### [Text block]

***

Premier condemns anti-business rhetoric

Premier condemns anti-business rhetoric

Premier Alden McLaughlin admonished legislators for anti-business, anti-expat rhetoric that he warned risked hurting the island’s economy. 

The premier supported an amended version of a private members’ motion from backbencher Winston Connolly, who called for changes to business licensing laws to encourage training, development and ownership opportunities for Caymanians. 

But Mr. McLaughlin publicly distanced himself and his government from rhetoric from some legislators in a lengthy parliamentary debate that ran till midnight on Monday. 

He said, “I support the motion but I could not sit quietly and let people believe that I subscribe to that anti-expat, anti-business sentiment espoused by some members of this house, because I do not. I will not allow the government, which I have the honor and privilege to lead, to be branded with that.” 

Mr. Connolly’s original motion, which called for an end to all exemptions to the Trade and Business Licensing Law and Local Companies (Control) Law, was amended pre-debate to a more general request that government consider strengthening and enforcing legislation to allow Caymanians to progress up the career ladder in all industries, including to ownership positions. 

Mr. McLaughlin said government would not have supported the original motion. “It would, in effect, amount to expropriation of assets of shareholders in various businesses, including banks and trust companies, insurance companies and the like,” he said. 

While acknowledging that some tweaks to the law were needed, he said, “Some of the rhetoric expounded over the course of this debate is of great concern. I’ve no doubt it will also be of grave concern to the business community and the broader community.” 

Mr. McLaughlin said the world economic recovery and Cayman’s own recovery were fragile. 

“The last thing we want is to send the signal that foreign business and foreigners and anyone who was not born here to Cayman parents are unwelcome.”

***

### [Material provided]

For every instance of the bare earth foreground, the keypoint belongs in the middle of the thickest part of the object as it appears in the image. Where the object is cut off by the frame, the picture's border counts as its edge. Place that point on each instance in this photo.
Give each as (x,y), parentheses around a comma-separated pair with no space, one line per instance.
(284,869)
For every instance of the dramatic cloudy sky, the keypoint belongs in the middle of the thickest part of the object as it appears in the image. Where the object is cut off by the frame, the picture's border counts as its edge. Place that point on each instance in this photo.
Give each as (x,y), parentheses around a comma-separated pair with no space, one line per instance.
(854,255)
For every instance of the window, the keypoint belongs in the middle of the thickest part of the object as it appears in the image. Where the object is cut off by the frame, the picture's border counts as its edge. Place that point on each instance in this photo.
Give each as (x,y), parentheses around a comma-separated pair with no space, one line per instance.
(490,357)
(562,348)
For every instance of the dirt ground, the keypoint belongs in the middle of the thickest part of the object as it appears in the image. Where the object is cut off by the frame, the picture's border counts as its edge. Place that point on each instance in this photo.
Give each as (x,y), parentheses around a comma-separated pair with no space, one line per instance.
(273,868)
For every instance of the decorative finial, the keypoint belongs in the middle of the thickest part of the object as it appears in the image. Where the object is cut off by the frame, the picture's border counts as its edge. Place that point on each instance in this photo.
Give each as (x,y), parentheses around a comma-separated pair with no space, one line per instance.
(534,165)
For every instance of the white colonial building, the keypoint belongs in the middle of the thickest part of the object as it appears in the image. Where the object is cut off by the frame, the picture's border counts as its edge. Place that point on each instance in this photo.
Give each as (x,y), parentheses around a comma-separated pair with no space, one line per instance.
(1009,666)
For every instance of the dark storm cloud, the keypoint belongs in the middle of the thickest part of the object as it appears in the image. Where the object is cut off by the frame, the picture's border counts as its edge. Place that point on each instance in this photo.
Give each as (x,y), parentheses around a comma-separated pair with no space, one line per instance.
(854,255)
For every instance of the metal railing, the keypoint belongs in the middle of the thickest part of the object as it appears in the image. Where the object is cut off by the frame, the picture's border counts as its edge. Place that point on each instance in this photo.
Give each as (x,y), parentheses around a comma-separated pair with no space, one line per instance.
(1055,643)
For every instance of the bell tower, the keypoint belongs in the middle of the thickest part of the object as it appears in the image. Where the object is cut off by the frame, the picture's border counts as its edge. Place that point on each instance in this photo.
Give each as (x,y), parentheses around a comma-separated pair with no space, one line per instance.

***

### [Work to complete]
1. According to the article on the premier condemning anti-business rhetoric, what kinds of opportunities for Caymanians was Winston Connolly's motion meant to encourage? List every one.
2. Can you carry on the article about the premier condemning anti-business rhetoric from where it stops?

### [Task responses]
1. Training, development, ownership

2.
He urged legislators not to assist in creating an environment where businesses felt unwelcome, warning that they could uproot and go elsewhere, as they had done in other countries in the region.  

The members still present in the Assembly as the debate came to a close, voted unanimously to approve the motion, which read: “Be it therefore resolved that the Government considers amendments to business licensing laws with a view to removing restrictions to employment, training, development and ownership opportunities for Caymanians and be it further resolved that Government consider enforcing existing laws, regulations and policies and utilizes immigration accreditation programs more fully to hold business more accountable as well as to reward and acknowledge those business[es] that hire, train and promote Caymanians through various levels including ownership positions.” 

Mr. Connolly opened the debate Monday calling for an end to exemptions in business licensing legislation, which he said essentially allowed some firms to opt out of offering advancement and pathways to ownership for Caymanians. He said Caymanians were, in effect, being prevented from getting to the top in the best paying professions in the country. 

Several legislators weighed in on more general issues about employment and immigration. 

North Side independent legislator Ezzard Miller repeated claims that a revolution was possible in Cayman, suggesting a peaceful Martin Luther King-style figure that ensured we “keep the status quo but Caymanians get a part of it” would be preferable to a Malcolm X figure that decided Caymanians were not getting anything, so they would “mash it up anyway.” 

He said Caymanians had for too long been “scared” to stand up to foreign-owned businesses for fears that they might leave. “If there was anywhere else for them to go, they wouldn’t come here in the first place. Certainly, after they come here and invest and set up shop, they ain’t gonna leave in a hurry.” 

Arden McLean, independent legislator for East End, questioned why it had taken a “young Turk” like Mr. Connolly to bring a private members’ motion for the issue to be considered. He criticized other legislators for making pleas to industry to give jobs and opportunities to Caymanians, saying instead government should enforce existing laws. “The time for prayers is over, the time for begging is over,” he said.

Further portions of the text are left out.